__STATED PROBLEM__. Please rewrite every line from the line with "If you could tag the white shirt" through the end of the lines below, keeping the wording intact and multiplying each coordinate in the answers by 1.2, rounded to whole numbers with halves going up. Leave all other numbers in the lines unchanged.
+++
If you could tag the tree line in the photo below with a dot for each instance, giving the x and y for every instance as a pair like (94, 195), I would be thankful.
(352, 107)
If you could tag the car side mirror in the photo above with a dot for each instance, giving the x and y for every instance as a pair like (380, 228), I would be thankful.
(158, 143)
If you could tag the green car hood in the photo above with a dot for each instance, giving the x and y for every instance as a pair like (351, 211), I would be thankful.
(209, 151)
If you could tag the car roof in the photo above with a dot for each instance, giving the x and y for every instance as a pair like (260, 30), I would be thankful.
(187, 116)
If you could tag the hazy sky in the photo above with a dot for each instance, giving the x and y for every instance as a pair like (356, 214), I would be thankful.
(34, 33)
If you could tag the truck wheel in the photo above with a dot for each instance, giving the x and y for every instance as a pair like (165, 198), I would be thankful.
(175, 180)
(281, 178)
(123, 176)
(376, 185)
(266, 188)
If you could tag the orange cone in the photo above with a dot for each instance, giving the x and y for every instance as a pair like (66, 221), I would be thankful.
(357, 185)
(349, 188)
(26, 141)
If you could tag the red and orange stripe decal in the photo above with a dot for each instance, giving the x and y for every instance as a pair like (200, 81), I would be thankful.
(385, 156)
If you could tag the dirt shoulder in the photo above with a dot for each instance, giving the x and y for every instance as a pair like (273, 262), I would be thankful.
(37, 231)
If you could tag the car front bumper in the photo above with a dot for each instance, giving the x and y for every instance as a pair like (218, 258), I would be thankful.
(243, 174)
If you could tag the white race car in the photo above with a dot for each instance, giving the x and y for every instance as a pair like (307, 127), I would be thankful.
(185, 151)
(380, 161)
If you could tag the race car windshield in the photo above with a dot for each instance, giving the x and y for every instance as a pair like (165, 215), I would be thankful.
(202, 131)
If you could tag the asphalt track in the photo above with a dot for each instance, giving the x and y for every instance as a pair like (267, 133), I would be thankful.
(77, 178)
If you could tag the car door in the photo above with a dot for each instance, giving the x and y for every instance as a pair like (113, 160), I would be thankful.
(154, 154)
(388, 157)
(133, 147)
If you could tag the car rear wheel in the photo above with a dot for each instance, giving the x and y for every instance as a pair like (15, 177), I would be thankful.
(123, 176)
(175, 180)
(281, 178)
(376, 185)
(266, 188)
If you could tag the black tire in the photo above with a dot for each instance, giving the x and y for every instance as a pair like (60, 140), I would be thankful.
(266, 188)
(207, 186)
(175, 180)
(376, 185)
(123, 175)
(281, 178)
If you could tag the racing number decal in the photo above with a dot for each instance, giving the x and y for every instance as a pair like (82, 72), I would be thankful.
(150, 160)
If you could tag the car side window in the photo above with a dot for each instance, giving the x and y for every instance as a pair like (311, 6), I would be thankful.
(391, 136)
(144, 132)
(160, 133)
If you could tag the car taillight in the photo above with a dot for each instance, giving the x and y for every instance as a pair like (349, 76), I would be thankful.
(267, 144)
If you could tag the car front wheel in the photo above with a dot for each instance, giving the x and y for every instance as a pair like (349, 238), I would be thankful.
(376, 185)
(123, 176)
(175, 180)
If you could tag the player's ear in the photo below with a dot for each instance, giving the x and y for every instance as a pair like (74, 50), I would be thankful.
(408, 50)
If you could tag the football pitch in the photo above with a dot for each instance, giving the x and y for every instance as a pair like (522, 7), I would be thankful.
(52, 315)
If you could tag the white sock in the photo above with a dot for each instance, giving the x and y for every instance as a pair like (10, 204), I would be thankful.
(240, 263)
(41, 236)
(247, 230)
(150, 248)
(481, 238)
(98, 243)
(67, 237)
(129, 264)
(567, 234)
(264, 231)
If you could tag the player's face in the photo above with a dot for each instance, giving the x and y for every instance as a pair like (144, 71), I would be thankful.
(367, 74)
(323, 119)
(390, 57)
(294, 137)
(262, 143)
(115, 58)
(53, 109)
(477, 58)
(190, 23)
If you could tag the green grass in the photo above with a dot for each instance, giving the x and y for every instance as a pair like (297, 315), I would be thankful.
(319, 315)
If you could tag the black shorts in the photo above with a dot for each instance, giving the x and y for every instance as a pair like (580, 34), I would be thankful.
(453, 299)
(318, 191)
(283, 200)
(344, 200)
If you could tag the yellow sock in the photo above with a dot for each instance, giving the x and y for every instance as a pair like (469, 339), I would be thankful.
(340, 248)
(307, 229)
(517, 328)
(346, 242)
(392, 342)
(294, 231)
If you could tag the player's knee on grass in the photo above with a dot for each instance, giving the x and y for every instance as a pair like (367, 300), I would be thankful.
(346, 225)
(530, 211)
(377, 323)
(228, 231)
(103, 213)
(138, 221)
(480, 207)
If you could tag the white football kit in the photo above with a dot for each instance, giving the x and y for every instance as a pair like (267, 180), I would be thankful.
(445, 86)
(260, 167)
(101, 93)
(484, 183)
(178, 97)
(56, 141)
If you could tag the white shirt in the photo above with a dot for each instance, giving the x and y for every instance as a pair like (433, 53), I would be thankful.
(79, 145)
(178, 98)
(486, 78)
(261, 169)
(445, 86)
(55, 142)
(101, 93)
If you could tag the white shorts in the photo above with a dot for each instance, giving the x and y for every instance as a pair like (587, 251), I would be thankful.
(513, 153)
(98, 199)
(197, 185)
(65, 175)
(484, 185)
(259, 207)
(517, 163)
+++
__TASK SOLUTION__.
If you could tag the white shirt in the photo above with a dot for each instance, giving the x and y for every instance as a pair like (433, 53), I would be thankful.
(95, 174)
(214, 118)
(583, 94)
(313, 203)
(534, 103)
(66, 170)
(121, 112)
If you could tag the white shorts in the photo above with a dot for each instance, giving the x and y for every instance as a pair like (587, 251), I would be thankful.
(616, 184)
(118, 239)
(236, 222)
(78, 210)
(581, 222)
(311, 248)
(620, 196)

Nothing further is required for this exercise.